◆ Task instructions ◆
The data below must be returned in full and exactly.
=======
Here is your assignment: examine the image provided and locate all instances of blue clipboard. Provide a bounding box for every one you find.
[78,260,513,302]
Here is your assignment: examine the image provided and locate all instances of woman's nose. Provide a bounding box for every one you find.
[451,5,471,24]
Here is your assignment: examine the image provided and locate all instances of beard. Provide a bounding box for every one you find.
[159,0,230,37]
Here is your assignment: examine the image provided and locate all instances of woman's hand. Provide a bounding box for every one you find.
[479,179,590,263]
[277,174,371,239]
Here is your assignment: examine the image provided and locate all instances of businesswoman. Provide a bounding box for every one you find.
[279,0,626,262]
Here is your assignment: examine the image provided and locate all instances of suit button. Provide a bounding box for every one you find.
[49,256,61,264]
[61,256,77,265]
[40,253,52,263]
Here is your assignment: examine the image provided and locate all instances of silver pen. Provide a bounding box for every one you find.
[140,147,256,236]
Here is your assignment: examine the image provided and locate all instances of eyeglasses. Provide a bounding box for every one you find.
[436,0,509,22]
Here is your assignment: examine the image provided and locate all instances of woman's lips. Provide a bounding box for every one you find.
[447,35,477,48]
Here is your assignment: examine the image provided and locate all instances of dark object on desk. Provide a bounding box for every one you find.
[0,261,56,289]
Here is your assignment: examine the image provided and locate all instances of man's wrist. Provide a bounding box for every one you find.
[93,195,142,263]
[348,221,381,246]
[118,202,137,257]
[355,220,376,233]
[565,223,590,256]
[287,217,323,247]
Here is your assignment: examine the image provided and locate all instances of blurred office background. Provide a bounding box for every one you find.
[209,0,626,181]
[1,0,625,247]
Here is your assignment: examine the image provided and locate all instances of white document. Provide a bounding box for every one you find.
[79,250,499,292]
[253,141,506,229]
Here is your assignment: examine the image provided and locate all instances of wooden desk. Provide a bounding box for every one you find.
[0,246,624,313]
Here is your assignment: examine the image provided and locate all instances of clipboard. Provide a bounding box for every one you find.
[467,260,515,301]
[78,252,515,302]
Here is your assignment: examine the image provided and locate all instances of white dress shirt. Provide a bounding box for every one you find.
=======
◆ Task solution ◆
Here is your assignment: examine the image provided and locate all instances of blue clipboard. Provide a bounding box for every one you find.
[78,260,513,302]
Here is your assignment: examine the image provided and locate all instances of woman's nose. Provide a bounding box for every one you find.
[451,5,471,24]
Here is your assignment: examine the image provided and locate all instances of beard. Provide a bounding box for every one you find.
[159,0,230,37]
Here is your assignment: examine the image provided and locate all instances of woman's hand. Provide a bounding box for every one you find.
[479,179,590,263]
[277,174,371,239]
Here is your assignment: examine the image provided and locate all instances of businesswoman. Provide a bounding box for every one you find.
[279,0,626,262]
Here is your assignment: examine the image provided and locate all instances of suit button. Provide a bounding box for every one you find.
[49,256,61,264]
[61,256,77,265]
[40,253,52,263]
Here is your assignment: examine the image provided and locate all instances of silver pen. Provide a bounding box for every one you find.
[140,147,256,236]
Here is your assignment: examine the image provided and locate all instances of eyeglasses. Provide a bounding box for every one you find.
[436,0,509,22]
Here is your assignment: examine the image provided and locate all instances of woman's lips. Provide a bounding box for every one you find.
[447,35,477,48]
Here is your assignment: examine the image provided and locate all instances of dark object on desk. Provide a bounding box for every one you find.
[0,261,56,289]
Here is your assignment: examine the image provided and locate all instances of man's wrist. Provide a bounding box for every one you find.
[93,195,142,263]
[348,221,381,246]
[118,202,137,257]
[355,220,376,233]
[565,223,590,256]
[287,217,323,247]
Here is your assignment: examine the image provided and locate all instances of blurred office background. Provide a bounding box for every one you find.
[209,0,626,181]
[1,0,625,247]
Here is your assignment: examine the image provided and locate all instances of white document. Provide a bounding box for every one you find.
[79,250,499,292]
[253,141,506,229]
Here is your assignment: examine the image provided and locate all instances of wooden desk. Provide a bounding box for every one you find.
[0,246,624,313]
Here is your assignment: examine the image provided and locate all instances of clipboard. Provide a bounding box for every one you find.
[467,260,515,301]
[78,252,515,302]
Here is your assignment: examine the image provided and locate all instances of white dress shirt. Provide a bounding box for every one you find.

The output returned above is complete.